- Selection:
[ Mail to the list appeared blocked last time I tried due to use of
SORBS as a definite indicator of spam. Admin - this is not a good
idea, especially when large mail provider addresses get blacklisted! ]

On 11 February 2013 16:25, Amol <[email protected]> wrote:
> Hi,
> so i have about 6 app servers running apache and 1 load balancer running
> haproxy 1.4.10

[ Think about upgrading. You're running a 2.5 year-old version of the
stable branch. ]

> the issue i see lately is that even if one of the app server is having
> issues such as running out of memory or disk space etc..the load balancer
> keeps send the traffic to that app server
> should it not detect if the app server is unreachable or not responding then
> do not send traffic to the server?

If your server is responding with an HTTP 200 for the check.txt file,
then the server will be considered "up" as far as HAProxy is
concerned.

I suggest you should make the backend requests for your check URI run
code and check states that your application server will rely on for
normal requests.

In your situation, unless you're running a static-file-from-disk
download service, this doesn't look like it's the case. I can easily
imagine your backends serving check.txt from page cache whilst
*actual* requests, which make DB requests / run code / call out to
other services, are timing out. Whether that's from resource
contention, IO starvation, network constraints or whatever it might be
- it doesn't matter. If you make your check page rely on those same
resources, then HAProxy will take a backend server out of rotation at
the same time that normal requests start failing.

- Material provided:
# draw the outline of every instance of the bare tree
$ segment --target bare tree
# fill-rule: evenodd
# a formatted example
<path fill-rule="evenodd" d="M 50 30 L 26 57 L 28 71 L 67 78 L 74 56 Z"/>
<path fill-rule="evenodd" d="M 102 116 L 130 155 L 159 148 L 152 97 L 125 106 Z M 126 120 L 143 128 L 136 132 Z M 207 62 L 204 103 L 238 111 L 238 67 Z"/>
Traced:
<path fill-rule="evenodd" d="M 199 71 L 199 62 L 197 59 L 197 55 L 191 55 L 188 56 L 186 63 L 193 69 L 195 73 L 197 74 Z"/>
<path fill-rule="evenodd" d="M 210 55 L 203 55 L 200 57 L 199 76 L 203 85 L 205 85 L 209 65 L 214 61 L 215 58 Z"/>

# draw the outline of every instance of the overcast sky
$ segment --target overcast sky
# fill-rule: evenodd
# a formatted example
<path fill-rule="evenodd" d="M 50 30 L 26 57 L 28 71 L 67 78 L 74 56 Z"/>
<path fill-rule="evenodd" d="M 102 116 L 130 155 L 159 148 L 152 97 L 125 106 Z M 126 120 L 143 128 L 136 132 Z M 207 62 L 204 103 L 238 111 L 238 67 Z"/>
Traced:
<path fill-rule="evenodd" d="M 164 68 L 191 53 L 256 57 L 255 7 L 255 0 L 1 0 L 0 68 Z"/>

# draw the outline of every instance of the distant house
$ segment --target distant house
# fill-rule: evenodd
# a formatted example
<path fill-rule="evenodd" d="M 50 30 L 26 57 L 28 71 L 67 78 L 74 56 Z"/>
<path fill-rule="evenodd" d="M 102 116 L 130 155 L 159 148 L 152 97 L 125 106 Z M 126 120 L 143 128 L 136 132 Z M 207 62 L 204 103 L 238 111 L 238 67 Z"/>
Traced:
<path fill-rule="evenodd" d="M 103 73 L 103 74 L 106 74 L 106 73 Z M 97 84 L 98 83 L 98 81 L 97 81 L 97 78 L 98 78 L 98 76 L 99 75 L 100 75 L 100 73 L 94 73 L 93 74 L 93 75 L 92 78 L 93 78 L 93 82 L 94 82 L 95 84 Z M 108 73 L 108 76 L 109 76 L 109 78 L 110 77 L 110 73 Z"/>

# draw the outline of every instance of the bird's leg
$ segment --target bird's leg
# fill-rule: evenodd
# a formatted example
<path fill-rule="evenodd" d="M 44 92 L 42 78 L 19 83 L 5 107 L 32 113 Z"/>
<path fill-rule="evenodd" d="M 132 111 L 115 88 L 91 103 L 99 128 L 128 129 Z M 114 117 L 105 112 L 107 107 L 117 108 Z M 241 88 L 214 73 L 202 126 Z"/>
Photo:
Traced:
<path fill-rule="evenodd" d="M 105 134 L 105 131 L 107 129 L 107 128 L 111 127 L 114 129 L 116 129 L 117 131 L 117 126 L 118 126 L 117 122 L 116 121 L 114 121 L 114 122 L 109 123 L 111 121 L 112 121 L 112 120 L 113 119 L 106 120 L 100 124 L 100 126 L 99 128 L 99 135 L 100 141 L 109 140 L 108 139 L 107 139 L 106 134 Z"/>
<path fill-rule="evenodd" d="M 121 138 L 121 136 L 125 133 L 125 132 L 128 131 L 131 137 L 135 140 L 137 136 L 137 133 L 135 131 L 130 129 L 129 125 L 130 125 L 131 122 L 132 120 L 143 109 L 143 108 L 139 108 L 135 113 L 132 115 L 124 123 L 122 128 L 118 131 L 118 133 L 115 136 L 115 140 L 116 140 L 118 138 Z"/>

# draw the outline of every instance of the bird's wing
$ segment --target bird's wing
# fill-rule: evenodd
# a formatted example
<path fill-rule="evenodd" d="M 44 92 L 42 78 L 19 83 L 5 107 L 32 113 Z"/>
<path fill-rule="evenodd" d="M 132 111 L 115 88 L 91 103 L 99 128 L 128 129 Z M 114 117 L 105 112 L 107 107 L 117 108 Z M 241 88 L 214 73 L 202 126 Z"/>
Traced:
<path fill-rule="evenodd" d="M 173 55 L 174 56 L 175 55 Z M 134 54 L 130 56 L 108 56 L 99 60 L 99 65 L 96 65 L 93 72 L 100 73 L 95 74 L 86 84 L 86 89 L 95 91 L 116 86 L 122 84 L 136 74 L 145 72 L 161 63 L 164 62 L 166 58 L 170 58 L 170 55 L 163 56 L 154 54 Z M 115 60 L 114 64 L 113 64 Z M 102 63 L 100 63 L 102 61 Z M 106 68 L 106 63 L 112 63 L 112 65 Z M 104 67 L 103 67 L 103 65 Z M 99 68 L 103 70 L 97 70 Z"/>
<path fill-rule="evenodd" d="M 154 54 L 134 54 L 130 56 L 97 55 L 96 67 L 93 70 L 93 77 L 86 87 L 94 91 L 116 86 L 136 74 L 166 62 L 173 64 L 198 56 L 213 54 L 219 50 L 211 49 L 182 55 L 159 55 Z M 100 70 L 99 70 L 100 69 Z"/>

- Your tasks:
(a) Answer these questions from the mailing-list message:
(i) What version of HAProxy is Amol running?
(ii) About how many app servers running Apache does Amol have?
(iii) What response for the check.txt file makes HAProxy consider a server "up"?
(b) Set down the part of the mailing-list message from "On 11 February" up to and including "to the server?", matching it word for word.
None of the records are needed for this work.

- Results for each task:
(a)
(i) HAProxy 1.4.10
(ii) About 6
(iii) An HTTP 200

(b)
On 11 February 2013 16:25, Amol <[email protected]> wrote:
> Hi,
> so i have about 6 app servers running apache and 1 load balancer running
> haproxy 1.4.10

[ Think about upgrading. You're running a 2.5 year-old version of the
stable branch. ]

> the issue i see lately is that even if one of the app server is having
> issues such as running out of memory or disk space etc..the load balancer
> keeps send the traffic to that app server
> should it not detect if the app server is unreachable or not responding then
> do not send traffic to the server?